PETUNJUK TUGAS A |
Cetak bagian kutipan dokumen tentang korupsi pengadaan buku tanpa mengubah satu kata pun, dimulai dari "Koordinator Divisi Monitoring" dan berlanjut hingga "seperti dikutip Antara.".

Koordinator Divisi Monitoring Pelayanan
Publik Indonesia Corruption Watch (ICW) Febri Hendri mengatakan,
pergantian kurikulum pendidikan merupakan peluang bagi tindak pidana
korupsi, terutama dalam pengadaan buku-buku baik untuk siswa maupun
guru.
"Motif utamanya adalah anggaran. Itulah mengapa di Indonesia
kurikulum sering diubah-ubah dalam waktu singkat, karena ada ladang
untuk korupsi," kata Febri Hendri dihubungi di Jakarta, Jumat
(19/12/2014), seperti dikutip Antara.
Selain penggelembungan harga buku sebagaimana temuan ICW yang sudah
dilaporkan ke Kementerian Pendidikan dan Kebudayaan, Febri juga
menengarai adanya modus lain, yaitu pengadaan buku yang tidak sesuai
dengan jumlah yang dibutuhkan
Febri mengatakan, modus itu berpotensi dilakukan pada pengadaan buku
2014 yang sudah melibatkan Lembaga Kebijakan Pengadaan Barang dan Jasa
(LKPP) dengan mekanisme e-katalog dan harga yang sudah dipatok
berdasarkan spesifikasi tertentu.

DATA YANG DITAMPILKAN |

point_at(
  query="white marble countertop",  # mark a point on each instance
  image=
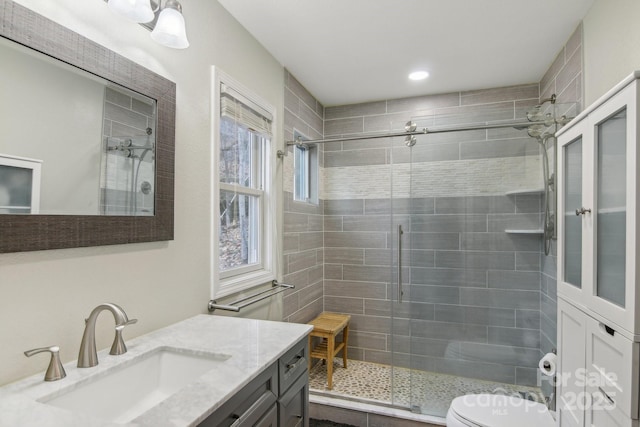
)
(252, 344)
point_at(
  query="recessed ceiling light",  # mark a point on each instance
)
(418, 75)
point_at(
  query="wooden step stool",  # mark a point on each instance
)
(327, 326)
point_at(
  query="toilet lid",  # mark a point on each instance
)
(492, 410)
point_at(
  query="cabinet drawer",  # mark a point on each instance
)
(292, 406)
(292, 365)
(600, 412)
(612, 366)
(270, 419)
(251, 405)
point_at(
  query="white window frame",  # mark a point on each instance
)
(242, 278)
(309, 171)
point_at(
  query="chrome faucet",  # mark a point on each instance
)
(55, 371)
(88, 356)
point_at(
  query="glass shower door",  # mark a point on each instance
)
(471, 250)
(399, 238)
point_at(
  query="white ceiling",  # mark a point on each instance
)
(351, 51)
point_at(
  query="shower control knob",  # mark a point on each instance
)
(582, 211)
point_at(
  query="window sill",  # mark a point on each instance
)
(235, 284)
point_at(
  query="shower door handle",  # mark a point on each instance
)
(400, 232)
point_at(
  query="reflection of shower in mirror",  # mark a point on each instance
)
(128, 154)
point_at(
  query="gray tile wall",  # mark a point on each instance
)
(125, 116)
(564, 78)
(473, 307)
(303, 222)
(494, 292)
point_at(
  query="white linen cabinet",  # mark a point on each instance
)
(598, 294)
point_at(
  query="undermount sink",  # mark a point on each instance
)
(128, 391)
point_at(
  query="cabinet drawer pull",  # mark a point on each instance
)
(609, 330)
(606, 396)
(582, 211)
(295, 364)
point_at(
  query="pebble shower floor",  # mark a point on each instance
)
(434, 391)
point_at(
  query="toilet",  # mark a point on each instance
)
(494, 410)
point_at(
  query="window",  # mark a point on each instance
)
(244, 216)
(305, 165)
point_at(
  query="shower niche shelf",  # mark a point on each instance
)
(524, 191)
(516, 231)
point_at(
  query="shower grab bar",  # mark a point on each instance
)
(400, 232)
(236, 305)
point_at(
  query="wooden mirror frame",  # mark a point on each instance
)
(20, 233)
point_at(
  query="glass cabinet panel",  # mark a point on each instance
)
(611, 214)
(573, 223)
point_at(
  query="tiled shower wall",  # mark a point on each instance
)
(564, 78)
(475, 294)
(303, 229)
(126, 116)
(488, 297)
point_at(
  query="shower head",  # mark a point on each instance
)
(535, 131)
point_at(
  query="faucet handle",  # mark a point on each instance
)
(55, 371)
(118, 347)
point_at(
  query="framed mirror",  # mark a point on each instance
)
(86, 146)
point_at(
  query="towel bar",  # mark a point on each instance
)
(236, 305)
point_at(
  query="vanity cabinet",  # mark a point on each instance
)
(598, 290)
(277, 397)
(598, 372)
(597, 226)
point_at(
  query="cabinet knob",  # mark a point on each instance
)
(582, 211)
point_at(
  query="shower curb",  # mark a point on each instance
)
(363, 413)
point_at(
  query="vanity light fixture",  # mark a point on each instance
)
(418, 75)
(166, 23)
(170, 29)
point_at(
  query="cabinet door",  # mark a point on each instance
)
(613, 191)
(612, 369)
(573, 248)
(597, 181)
(571, 365)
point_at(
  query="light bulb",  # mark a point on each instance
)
(170, 29)
(418, 75)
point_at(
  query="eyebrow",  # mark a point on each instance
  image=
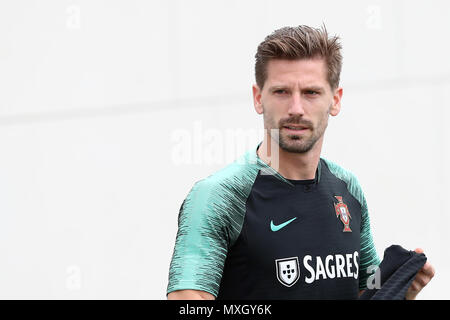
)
(308, 88)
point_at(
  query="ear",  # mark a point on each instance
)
(257, 99)
(336, 107)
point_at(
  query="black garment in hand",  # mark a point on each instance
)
(397, 271)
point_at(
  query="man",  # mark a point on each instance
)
(281, 222)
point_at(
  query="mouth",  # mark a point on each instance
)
(295, 128)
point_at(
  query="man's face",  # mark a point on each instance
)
(296, 99)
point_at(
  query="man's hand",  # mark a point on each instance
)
(421, 280)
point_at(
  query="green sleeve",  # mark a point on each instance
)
(209, 222)
(368, 252)
(201, 245)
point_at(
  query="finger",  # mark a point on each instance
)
(422, 280)
(428, 269)
(415, 286)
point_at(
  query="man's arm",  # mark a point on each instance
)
(423, 277)
(190, 295)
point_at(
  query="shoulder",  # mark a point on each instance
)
(233, 180)
(348, 177)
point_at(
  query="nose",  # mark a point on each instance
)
(296, 106)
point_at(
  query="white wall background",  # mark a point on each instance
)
(93, 95)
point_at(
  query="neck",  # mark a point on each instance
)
(293, 166)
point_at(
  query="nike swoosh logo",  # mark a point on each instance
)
(280, 226)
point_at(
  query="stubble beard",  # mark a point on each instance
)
(296, 143)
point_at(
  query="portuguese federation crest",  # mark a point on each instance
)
(288, 271)
(342, 211)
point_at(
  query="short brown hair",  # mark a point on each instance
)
(300, 42)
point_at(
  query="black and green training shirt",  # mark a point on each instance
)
(246, 232)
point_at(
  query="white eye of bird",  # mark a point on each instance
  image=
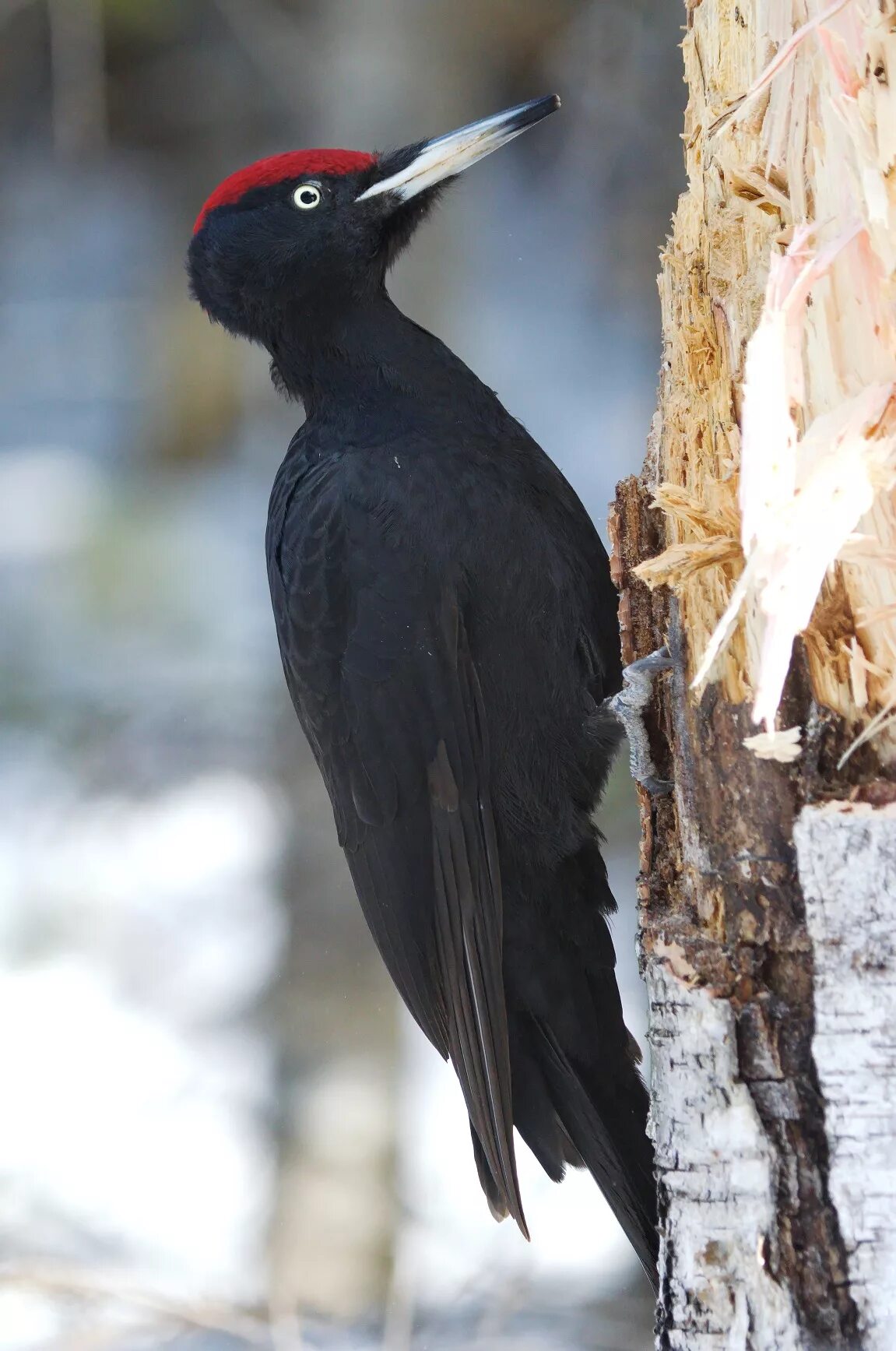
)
(306, 196)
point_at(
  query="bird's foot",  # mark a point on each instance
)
(629, 705)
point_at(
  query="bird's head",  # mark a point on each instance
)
(312, 231)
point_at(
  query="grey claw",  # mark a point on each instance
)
(629, 704)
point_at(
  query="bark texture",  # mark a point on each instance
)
(768, 896)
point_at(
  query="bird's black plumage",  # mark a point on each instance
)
(448, 632)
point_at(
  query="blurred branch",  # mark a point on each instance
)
(95, 1285)
(11, 7)
(269, 38)
(77, 60)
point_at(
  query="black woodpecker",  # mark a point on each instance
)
(448, 630)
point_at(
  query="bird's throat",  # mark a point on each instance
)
(365, 354)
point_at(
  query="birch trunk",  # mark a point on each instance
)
(760, 544)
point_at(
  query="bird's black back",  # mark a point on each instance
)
(448, 628)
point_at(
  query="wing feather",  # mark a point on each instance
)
(378, 665)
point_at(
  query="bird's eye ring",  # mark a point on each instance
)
(307, 196)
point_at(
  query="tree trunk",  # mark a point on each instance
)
(760, 544)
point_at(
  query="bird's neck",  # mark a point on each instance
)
(363, 354)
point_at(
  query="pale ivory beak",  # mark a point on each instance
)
(449, 156)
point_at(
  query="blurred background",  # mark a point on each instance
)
(216, 1127)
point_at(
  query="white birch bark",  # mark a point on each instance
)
(767, 514)
(848, 871)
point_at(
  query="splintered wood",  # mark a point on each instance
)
(776, 468)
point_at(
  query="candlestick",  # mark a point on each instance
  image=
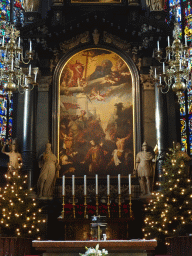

PETUNJUK TUGAS B |
Kumpulkan semua baris dalam daftar di atas yang memuat kata "faucet", lalu salin setiap baris itu apa adanya.

PENYELESAIAN LENGKAP A |
Koordinator Divisi Monitoring Pelayanan
Publik Indonesia Corruption Watch (ICW) Febri Hendri mengatakan,
pergantian kurikulum pendidikan merupakan peluang bagi tindak pidana
korupsi, terutama dalam pengadaan buku-buku baik untuk siswa maupun
guru.
"Motif utamanya adalah anggaran. Itulah mengapa di Indonesia
kurikulum sering diubah-ubah dalam waktu singkat, karena ada ladang
untuk korupsi," kata Febri Hendri dihubungi di Jakarta, Jumat
(19/12/2014), seperti dikutip Antara.

PENYELESAIAN LENGKAP B |
  query="chrome faucet",  # mark a point on each instance
  query="faucet handle",  # mark a point on each instance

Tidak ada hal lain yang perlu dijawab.